(Saved entries)
····················
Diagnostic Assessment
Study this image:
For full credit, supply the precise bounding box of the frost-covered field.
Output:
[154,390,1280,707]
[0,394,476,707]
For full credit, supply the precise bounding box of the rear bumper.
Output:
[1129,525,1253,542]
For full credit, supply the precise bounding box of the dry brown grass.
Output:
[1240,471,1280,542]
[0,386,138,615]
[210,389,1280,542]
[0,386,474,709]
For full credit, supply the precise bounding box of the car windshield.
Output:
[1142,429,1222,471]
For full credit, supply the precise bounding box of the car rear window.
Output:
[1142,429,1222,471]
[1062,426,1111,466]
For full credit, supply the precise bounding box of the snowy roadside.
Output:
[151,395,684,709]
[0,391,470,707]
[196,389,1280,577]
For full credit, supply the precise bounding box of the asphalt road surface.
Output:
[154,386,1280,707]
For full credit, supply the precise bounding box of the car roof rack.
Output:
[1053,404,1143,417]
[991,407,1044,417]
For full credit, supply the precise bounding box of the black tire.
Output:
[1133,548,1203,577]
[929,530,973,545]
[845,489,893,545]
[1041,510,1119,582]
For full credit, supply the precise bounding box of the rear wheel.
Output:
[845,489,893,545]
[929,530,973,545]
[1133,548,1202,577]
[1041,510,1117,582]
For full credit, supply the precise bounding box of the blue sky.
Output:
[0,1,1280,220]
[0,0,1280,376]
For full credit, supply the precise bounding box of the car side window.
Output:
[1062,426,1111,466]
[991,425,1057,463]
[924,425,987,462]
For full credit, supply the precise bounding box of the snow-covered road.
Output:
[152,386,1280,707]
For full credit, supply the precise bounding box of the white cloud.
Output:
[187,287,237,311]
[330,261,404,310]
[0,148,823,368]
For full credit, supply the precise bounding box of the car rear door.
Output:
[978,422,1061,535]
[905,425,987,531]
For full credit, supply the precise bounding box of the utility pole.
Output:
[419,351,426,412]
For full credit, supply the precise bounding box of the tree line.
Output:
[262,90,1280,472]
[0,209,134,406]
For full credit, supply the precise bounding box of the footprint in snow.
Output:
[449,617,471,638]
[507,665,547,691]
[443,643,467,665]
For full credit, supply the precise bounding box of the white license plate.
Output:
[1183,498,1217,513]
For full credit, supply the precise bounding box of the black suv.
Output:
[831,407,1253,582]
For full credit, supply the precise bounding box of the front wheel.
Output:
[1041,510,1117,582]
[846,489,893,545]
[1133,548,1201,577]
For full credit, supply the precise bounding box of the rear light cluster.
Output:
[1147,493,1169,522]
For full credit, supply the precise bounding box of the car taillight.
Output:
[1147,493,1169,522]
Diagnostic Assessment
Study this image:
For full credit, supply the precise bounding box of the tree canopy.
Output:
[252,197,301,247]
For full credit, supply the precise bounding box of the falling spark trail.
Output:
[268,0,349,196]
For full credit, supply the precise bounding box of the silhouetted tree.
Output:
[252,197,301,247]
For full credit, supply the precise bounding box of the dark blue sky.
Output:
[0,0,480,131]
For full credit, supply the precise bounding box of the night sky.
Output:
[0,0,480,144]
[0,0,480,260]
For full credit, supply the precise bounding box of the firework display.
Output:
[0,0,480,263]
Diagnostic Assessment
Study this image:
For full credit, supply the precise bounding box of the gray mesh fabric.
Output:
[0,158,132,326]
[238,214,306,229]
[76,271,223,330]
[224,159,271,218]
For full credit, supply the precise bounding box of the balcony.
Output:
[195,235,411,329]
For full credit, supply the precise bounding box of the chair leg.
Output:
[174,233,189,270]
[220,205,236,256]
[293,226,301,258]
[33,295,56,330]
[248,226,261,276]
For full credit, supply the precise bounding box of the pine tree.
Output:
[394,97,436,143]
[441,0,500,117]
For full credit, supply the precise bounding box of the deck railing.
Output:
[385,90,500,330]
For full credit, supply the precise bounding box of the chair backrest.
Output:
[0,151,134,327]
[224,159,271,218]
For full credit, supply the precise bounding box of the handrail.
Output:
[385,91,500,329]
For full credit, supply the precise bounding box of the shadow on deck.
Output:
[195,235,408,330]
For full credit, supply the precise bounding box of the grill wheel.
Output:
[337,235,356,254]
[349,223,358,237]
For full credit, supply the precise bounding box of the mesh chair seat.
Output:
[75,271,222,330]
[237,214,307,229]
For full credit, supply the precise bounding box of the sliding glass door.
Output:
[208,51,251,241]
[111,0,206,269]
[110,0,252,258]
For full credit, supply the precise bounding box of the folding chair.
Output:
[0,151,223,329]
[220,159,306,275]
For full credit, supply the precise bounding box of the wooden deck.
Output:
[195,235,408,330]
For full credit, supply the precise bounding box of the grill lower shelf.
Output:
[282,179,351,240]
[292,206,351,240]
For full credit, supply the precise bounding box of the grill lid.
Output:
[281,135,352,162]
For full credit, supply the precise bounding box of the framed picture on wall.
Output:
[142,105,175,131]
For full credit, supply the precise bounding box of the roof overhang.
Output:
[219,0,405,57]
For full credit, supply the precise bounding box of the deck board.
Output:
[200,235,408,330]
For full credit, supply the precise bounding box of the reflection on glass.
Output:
····················
STATED GOAL
Can you return all of the records above line for line, with every word and number unchanged?

TASK SOLUTION
Diagnostic Assessment
Study this image:
For full credit, supply the precise bounding box of the frost-covered field.
Output:
[154,390,1280,707]
[0,394,476,707]
For full credit, supply the precise bounding box of the rear bumper.
Output:
[1129,525,1253,542]
For full credit, supply the precise bounding box of the dry brown grass.
Output:
[1240,471,1280,542]
[0,386,138,615]
[210,389,1280,542]
[0,386,474,709]
For full credit, supply the precise bounding box of the car windshield.
Output:
[1142,429,1222,471]
For full credit, supply the precise bounding box of the car rear window.
Output:
[1142,429,1222,471]
[1062,426,1111,466]
For full credit, supply the precise bounding box of the snowy roadside.
Output:
[151,395,684,709]
[0,391,470,707]
[196,389,1280,577]
For full credit, supply the precise bounding box of the asphalt road surface.
Output:
[154,386,1280,707]
For full credit, supply the precise bounding box of the car roof rack.
Output:
[1053,404,1143,417]
[991,407,1044,417]
For full credit, supply the precise bounding box of the black tire.
Output:
[1133,548,1203,577]
[929,530,973,545]
[845,489,893,545]
[1041,510,1119,582]
For full credit, supply the precise bounding box of the rear wheel.
Output:
[845,489,893,545]
[929,530,973,545]
[1133,548,1202,577]
[1041,510,1117,582]
For full credit, supply the precise bounding box of the blue sky.
Output:
[0,1,1280,220]
[0,0,1280,376]
For full credit, supply the precise bounding box of the car side window.
Output:
[1062,426,1111,466]
[991,425,1057,463]
[924,425,987,462]
For full credit, supply the precise bounding box of the snow-covered road.
Output:
[152,386,1280,707]
For full credit, supply the precise bounding box of the white cloud.
Output:
[187,287,237,311]
[330,261,404,310]
[0,148,823,368]
For full credit, supply the precise bounding box of the car rear door.
Output:
[978,422,1061,535]
[905,425,987,531]
For full credit, supply the precise bounding box of the utility pole.
Output:
[419,351,426,412]
For full credit, supply the precise bounding box of the tree line.
Output:
[262,90,1280,472]
[0,209,134,406]
For full credit, supply the precise bounding box of the footprint in snow.
Output:
[449,617,471,638]
[507,665,547,691]
[443,643,467,665]
For full credit, supply the precise bounding box of the white license plate.
Output:
[1183,498,1217,513]
For full credit, supply the precise bounding box of the black suv.
Output:
[831,407,1253,582]
For full credit, supply the precise bounding box of the front wheel.
Output:
[1041,510,1117,582]
[846,489,893,545]
[1133,548,1201,577]
For full credit, supply the precise bounding box of the rear light cluster.
Output:
[1147,493,1169,522]
For full credit, supply the precise bounding box of the car taillight.
Output:
[1147,493,1169,522]
Diagnostic Assessment
Study this image:
For full credit, supply the precise bounding box of the tree canopy.
Output:
[252,197,301,247]
For full credit, supply the precise bounding box of the falling spark trail.
Output:
[268,0,349,196]
For full credit, supply the precise bounding box of the silhouetted tree.
Output:
[252,197,301,247]
For full credit, supply the precise bounding box of the dark blue sky.
Output:
[0,0,480,131]
For full credit, supply the precise bounding box of the night sky.
Output:
[0,0,480,144]
[0,0,480,260]
For full credit, supply the precise bounding box of the firework display.
Output:
[0,0,480,263]
Diagnostic Assessment
Study this image:
For full credit, supply the precise bounding box of the gray mesh fabric.
Output:
[0,158,132,326]
[238,214,306,229]
[76,271,223,330]
[224,159,271,218]
For full credit, supply the precise bounding box of the balcony.
Output:
[195,235,411,329]
For full credit, supply the precise bounding box of the chair leg.
Output:
[174,233,189,270]
[220,205,236,256]
[293,226,301,258]
[33,295,56,330]
[248,226,261,276]
For full credit, supply the precise bounding box of the pine tree.
Output:
[394,97,436,143]
[441,0,500,117]
For full credit, supply the precise bounding box of the deck railing.
Output:
[385,90,500,330]
For full credit, supply the precise bounding box of the chair backrest.
Output:
[0,151,134,327]
[224,159,271,218]
For full credit, supply the precise bounding box of the handrail.
Output:
[385,91,500,329]
For full credit, supply the precise bounding box of the shadow on deck.
Output:
[195,235,408,330]
For full credit, supply the precise bounding box of the grill wheel.
Output:
[337,235,356,254]
[349,223,358,237]
For full credit, supply the precise bounding box of the mesh chair seat.
Output:
[75,271,222,330]
[237,214,307,229]
For full credit, supply the precise bounding box of the sliding glass door.
Output:
[208,51,251,241]
[111,0,206,269]
[110,0,252,258]
For full credit, supply the precise bounding box of the folding chair.
Output:
[0,151,223,329]
[220,159,306,275]
For full credit, supply the precise bounding box of the wooden deck.
Output:
[195,235,408,330]
For full credit, supply the precise bounding box of the grill lower shelf.
Output:
[282,179,351,240]
[292,206,351,240]
For full credit, supply the precise bounding box of the grill lid.
Output:
[281,135,352,162]
For full credit, supply the precise bounding box of the framed picture on wall.
Output:
[142,105,175,131]
For full credit, supply the precise bounding box of the roof overhang.
Output:
[219,0,405,57]
For full credit, supply the precise bounding box of the deck board.
Output:
[200,235,408,330]
For full credit, supply the precise bounding box of the reflection on glass.
Output:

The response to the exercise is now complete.